» TEXT SECTION:
== Segment start ==
Over the past few years, voters in hundreds of California cities and other local governments were asked to pass tax increases, and indications are that another big batch of local tax measures will be on this year’s ballots.
All but a handful of the previous tax hikes were approved, although one failed sales tax, in Coalinga, was unique. It lost by just 33 votes because of an overwhelming vote against it by residents of Coalinga State Hospital, an institution for the mentally ill, who apparently didn’t want prices to rise for their personal sundries.
One could conclude that the high passage rate for most cities reflects voters’ faith that those they elected to city councils and other governing bodies would spend the additional tax revenues wisely.
Perhaps so, but they also reflect some very clever, even propagandistic, packaging of the tax proposals by political consultants who boast of their ability to overcome resistance to such measures.
Local governments cannot, by law, directly finance campaigns to win voter approval of new taxes. However, local officials can – and quite often do – hire consulting firms to test voter sentiment in advance, design tax proposals to give them the best chance of winning approval, and design supposedly educational mailers and other materials that portray the taxes in positive terms.
How far they can go without running afoul of the law is uncertain. The California Taxpayers Association accused one city, Carson, of stretching the law last year by publishing a “full-color campaign-style mailer” to pass a special tax on the local oil industry.
One of the leading consulting firms, The Lew Edwards Group, claims to have helped enact tens of billions of dollars in local tax increases, saying in one presentation it would provide “accurate, on-point public opinion research that effectively assesses your constituents for their attitudes and practices” and “nationally recognized, award-winning public agency communications materials.”
Passing local tax measures has become big business, and California voters will face another barrage of proposals this year because cities are facing unprecedented fiscal crises, born mostly of rapidly increasing demands by the California Public Employees Retirement System (CalPERS) for more money to shore up its shaky finances.
== Segment end ==
» DATA EXCERPTS:
== Segment start ==
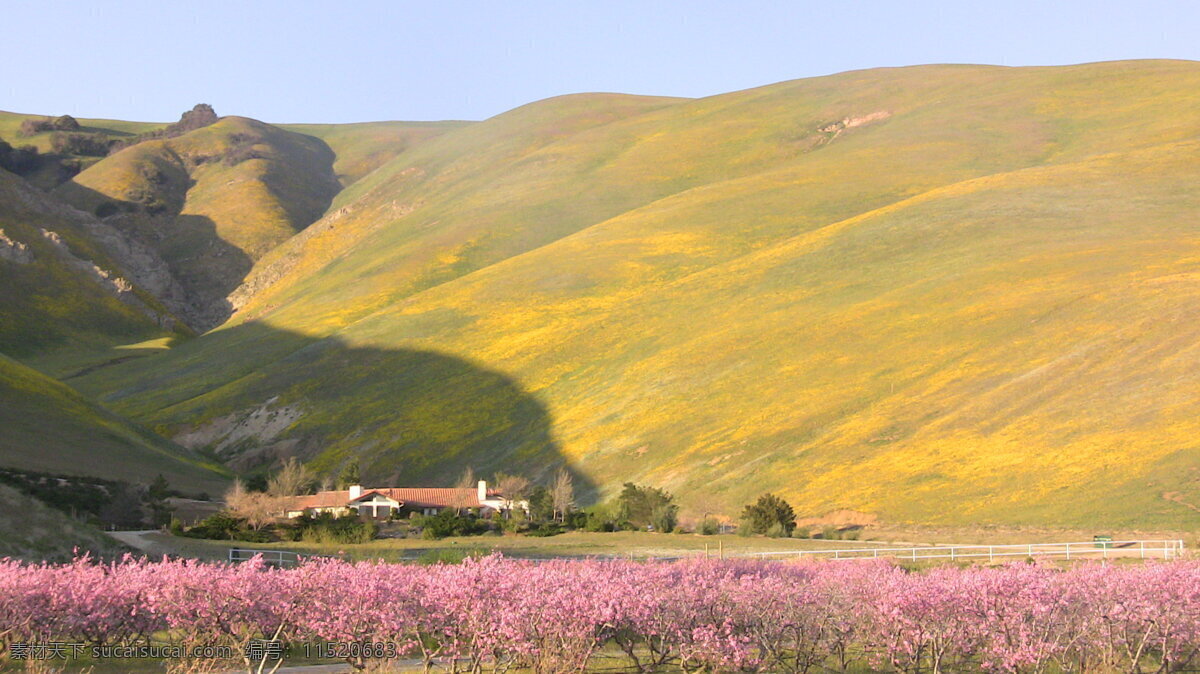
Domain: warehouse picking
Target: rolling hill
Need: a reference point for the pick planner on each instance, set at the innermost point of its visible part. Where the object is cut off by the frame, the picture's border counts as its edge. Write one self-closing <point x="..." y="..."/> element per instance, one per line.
<point x="939" y="294"/>
<point x="51" y="428"/>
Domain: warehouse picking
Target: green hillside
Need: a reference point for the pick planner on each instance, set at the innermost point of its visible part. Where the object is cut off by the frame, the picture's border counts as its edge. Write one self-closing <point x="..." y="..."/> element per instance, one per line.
<point x="361" y="148"/>
<point x="63" y="290"/>
<point x="210" y="202"/>
<point x="33" y="530"/>
<point x="942" y="294"/>
<point x="48" y="427"/>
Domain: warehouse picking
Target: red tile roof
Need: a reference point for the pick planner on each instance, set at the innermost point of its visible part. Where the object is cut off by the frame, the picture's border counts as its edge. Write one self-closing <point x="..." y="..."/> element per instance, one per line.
<point x="411" y="497"/>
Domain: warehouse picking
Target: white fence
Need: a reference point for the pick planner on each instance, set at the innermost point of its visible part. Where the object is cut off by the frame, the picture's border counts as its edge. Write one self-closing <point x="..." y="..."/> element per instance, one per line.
<point x="273" y="558"/>
<point x="1090" y="549"/>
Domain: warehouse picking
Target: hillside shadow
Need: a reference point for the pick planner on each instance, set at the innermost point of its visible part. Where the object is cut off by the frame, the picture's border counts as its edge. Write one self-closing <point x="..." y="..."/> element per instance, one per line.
<point x="409" y="416"/>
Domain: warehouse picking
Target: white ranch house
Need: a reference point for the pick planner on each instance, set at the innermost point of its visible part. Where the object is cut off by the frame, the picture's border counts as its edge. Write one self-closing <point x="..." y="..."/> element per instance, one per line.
<point x="383" y="503"/>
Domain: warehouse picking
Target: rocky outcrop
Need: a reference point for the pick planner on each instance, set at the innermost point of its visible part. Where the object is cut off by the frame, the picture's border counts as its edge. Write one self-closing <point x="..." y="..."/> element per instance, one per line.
<point x="107" y="278"/>
<point x="15" y="251"/>
<point x="235" y="433"/>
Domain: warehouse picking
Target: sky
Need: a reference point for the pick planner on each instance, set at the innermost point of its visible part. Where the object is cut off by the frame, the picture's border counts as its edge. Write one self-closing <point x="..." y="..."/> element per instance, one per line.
<point x="306" y="61"/>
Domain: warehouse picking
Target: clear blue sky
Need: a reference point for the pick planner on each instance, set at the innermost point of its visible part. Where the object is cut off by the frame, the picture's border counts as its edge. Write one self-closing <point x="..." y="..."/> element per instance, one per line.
<point x="442" y="59"/>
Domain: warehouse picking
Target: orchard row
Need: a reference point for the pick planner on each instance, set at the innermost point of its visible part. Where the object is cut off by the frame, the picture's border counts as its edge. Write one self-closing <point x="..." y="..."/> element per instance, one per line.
<point x="497" y="614"/>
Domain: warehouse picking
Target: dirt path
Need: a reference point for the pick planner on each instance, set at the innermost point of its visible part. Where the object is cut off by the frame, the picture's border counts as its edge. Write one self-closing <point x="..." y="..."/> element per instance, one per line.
<point x="138" y="541"/>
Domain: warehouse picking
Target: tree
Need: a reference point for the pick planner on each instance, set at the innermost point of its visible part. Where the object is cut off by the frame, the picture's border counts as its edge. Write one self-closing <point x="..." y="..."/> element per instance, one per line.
<point x="541" y="504"/>
<point x="156" y="500"/>
<point x="769" y="511"/>
<point x="349" y="475"/>
<point x="258" y="509"/>
<point x="292" y="480"/>
<point x="465" y="491"/>
<point x="514" y="488"/>
<point x="647" y="506"/>
<point x="563" y="494"/>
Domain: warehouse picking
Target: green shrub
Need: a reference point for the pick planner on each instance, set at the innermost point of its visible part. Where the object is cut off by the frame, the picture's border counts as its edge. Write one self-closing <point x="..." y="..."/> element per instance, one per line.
<point x="768" y="511"/>
<point x="777" y="530"/>
<point x="328" y="529"/>
<point x="545" y="529"/>
<point x="448" y="523"/>
<point x="449" y="555"/>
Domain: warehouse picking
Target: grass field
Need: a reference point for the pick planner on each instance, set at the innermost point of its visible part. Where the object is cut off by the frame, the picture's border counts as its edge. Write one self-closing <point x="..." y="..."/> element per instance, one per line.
<point x="48" y="427"/>
<point x="637" y="545"/>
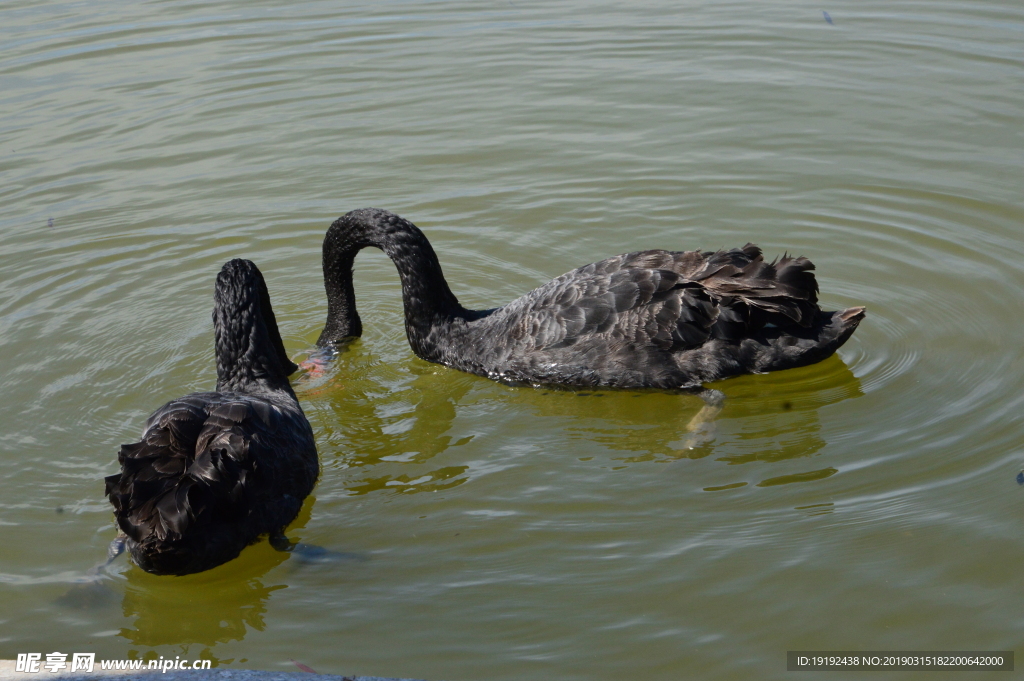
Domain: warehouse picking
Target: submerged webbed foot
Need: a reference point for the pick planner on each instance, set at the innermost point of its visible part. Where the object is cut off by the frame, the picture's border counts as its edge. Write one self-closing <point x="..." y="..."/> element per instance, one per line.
<point x="92" y="593"/>
<point x="701" y="428"/>
<point x="310" y="553"/>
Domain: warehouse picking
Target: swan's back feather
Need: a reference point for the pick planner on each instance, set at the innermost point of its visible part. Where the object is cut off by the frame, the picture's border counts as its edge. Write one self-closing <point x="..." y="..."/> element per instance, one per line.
<point x="648" y="318"/>
<point x="212" y="472"/>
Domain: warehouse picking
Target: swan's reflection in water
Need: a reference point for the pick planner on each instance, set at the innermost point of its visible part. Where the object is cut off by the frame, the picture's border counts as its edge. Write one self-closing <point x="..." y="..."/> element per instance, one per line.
<point x="196" y="612"/>
<point x="394" y="422"/>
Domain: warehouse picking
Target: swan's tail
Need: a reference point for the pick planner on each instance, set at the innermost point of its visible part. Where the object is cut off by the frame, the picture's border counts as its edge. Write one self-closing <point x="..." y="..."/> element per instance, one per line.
<point x="794" y="346"/>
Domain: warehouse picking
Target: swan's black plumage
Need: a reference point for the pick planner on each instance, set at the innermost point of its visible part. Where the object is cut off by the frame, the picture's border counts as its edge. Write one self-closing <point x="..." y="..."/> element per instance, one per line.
<point x="649" y="318"/>
<point x="216" y="470"/>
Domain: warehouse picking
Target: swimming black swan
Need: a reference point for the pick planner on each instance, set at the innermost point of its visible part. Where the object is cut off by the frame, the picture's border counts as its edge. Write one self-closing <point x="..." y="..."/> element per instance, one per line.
<point x="216" y="470"/>
<point x="643" y="320"/>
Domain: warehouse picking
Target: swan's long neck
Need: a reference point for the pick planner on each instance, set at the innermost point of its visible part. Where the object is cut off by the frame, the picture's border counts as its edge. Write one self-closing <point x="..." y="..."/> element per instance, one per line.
<point x="251" y="355"/>
<point x="429" y="302"/>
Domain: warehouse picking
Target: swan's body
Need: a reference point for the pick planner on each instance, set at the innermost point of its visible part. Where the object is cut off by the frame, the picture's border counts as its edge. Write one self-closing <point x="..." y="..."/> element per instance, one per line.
<point x="643" y="320"/>
<point x="216" y="470"/>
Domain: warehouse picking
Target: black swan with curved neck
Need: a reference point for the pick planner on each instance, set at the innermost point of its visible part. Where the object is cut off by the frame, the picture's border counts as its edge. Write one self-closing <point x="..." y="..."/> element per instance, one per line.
<point x="216" y="470"/>
<point x="644" y="320"/>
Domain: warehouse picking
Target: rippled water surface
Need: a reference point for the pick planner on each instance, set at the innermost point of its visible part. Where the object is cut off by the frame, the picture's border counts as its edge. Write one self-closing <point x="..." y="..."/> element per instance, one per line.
<point x="498" y="533"/>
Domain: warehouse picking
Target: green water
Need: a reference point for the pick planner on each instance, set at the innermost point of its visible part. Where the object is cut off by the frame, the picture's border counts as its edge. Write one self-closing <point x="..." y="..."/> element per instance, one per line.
<point x="495" y="533"/>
== Segment end ==
» ASSIGNED TASK A: Retype from the text on local tax measures, starting at "Local governments cannot, by" and ending at "local oil industry.".
» ASSIGNED TASK B: Write what comes next in the text on California local tax measures, picking up after its final sentence.

» EXERCISE RESULT A:
Local governments cannot, by law, directly finance campaigns to win voter approval of new taxes. However, local officials can – and quite often do – hire consulting firms to test voter sentiment in advance, design tax proposals to give them the best chance of winning approval, and design supposedly educational mailers and other materials that portray the taxes in positive terms.
How far they can go without running afoul of the law is uncertain. The California Taxpayers Association accused one city, Carson, of stretching the law last year by publishing a “full-color campaign-style mailer” to pass a special tax on the local oil industry.

» EXERCISE RESULT B:
However, based on how these local tax measures have been packaged by Lew Edwards and other consultants in past years, this year’s voters won’t be told that more of their money is needed for pensions, because that wouldn’t sell very well.
What does sell, according to the polling that Edwards and others conduct, is “public safety,” along with fixing local streets and roads. Therefore the demands for more pension funds are typically reconfigured in tax proposals as bolstering police and fire protection.
It’s a half-truth because the biggest drivers of pension spending are benefits for police officers and firefighters. Their pensions can approach, or even exceed, 100 percent of their salaries, and they are costing close to 50 cents for every dollar of salary now, and costs are still rising.
Typically, too, the “public safety” mantra is amplified by campaigns financed by public employee unions. Or, as one how-to article in a public agency management publication put it, “The city’s message needs to be supported by a political side that doesn’t have the same advocacy limitations a city does.”
As the local tax wave continues to build, it will eventually hit some limits, not only because voters’ appetites for paying more are finite, but because state law caps the combined sales taxes of all local agencies to two cents per $1 of purchases.
The wave could flatten, too, if the underlying pension costs that are driving tax proposals get more media and public exposure.